### Aim
Which lines run from the one containing "Might you point out the yellow" to the end of the entries? Quote them exactly, and nothing else.

### Dataset rows
──────────────────────────────

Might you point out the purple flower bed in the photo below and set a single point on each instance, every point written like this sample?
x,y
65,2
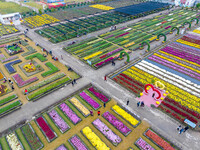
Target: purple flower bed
x,y
77,143
116,123
22,83
70,113
174,66
142,144
107,132
99,95
122,34
8,59
104,61
89,100
61,147
182,54
185,48
59,121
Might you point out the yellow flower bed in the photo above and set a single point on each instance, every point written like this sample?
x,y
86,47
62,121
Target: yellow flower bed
x,y
80,106
102,7
179,95
175,62
94,139
188,43
93,55
125,115
37,21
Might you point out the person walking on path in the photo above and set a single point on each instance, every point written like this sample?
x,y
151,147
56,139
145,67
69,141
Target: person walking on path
x,y
91,112
74,81
181,130
179,127
138,104
142,104
127,102
98,112
186,128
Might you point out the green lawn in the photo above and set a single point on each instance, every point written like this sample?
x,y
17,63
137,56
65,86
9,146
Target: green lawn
x,y
10,7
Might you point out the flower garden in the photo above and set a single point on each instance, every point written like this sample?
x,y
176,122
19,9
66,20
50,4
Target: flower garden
x,y
28,69
7,29
65,126
99,51
176,66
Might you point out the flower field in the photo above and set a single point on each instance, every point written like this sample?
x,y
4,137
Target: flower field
x,y
6,29
47,75
65,127
177,67
99,51
37,21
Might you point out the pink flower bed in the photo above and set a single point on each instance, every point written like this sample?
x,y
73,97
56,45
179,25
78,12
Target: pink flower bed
x,y
21,83
143,145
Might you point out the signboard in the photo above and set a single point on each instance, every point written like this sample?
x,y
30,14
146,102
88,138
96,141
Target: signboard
x,y
190,123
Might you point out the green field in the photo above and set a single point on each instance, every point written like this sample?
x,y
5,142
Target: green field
x,y
10,7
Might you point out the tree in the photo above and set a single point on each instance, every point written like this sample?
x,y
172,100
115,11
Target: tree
x,y
40,11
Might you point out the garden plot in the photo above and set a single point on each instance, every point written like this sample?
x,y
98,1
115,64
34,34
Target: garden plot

──────────────────────────────

### Exercise result
Might you point out the yellow flower bed in the photo above and set a single point on each instance, every point written like this sample?
x,y
86,47
62,121
Target: yellow flower bed
x,y
80,106
102,7
179,95
175,62
94,139
188,43
93,55
125,115
37,21
Might you point out the person walking on path in the photo above and set a single point on each instance, every point written like this sample?
x,y
151,147
56,139
145,67
69,141
Target: person walking on path
x,y
91,112
74,81
181,130
179,127
138,104
142,104
127,102
98,112
186,128
Might you point out the green lawn in the photo above and set a single point on each instance, every point written like this sample?
x,y
17,63
137,56
65,86
9,146
Target: green lawn
x,y
10,7
Might you point out the flower garden in the photo above and set a single point on each instance, every point written like this sample?
x,y
176,122
19,9
66,20
50,4
Target: flower garden
x,y
28,69
7,29
65,126
99,51
176,66
Might you point out the flower field in the photo above and set a single point on each instance, every point written like this sample?
x,y
4,137
Target: flower field
x,y
6,29
47,75
65,127
177,67
99,51
37,21
Might you point out the pink flower bed in the photo above and set a single point on each instance, every point written like this sample?
x,y
73,97
56,45
179,25
78,12
Target: pink flower bed
x,y
21,83
143,145
Might you point out the signboard in the photo above and set a single point on each instance, every point written like this sample?
x,y
30,14
146,102
88,138
96,141
Target: signboard
x,y
190,123
Might you point out the green field in the photo above and set a single point on each instance, every point written like this sample?
x,y
5,142
Target: green field
x,y
10,7
Might you point out the tree in the photo above and set a single point on each instance, every point written like this sample?
x,y
172,100
115,11
Target: tree
x,y
40,11
Might you point out the garden plot in the photo above and set a single point on each instance, every point written like this sample?
x,y
98,1
115,64
34,34
Target: garden plot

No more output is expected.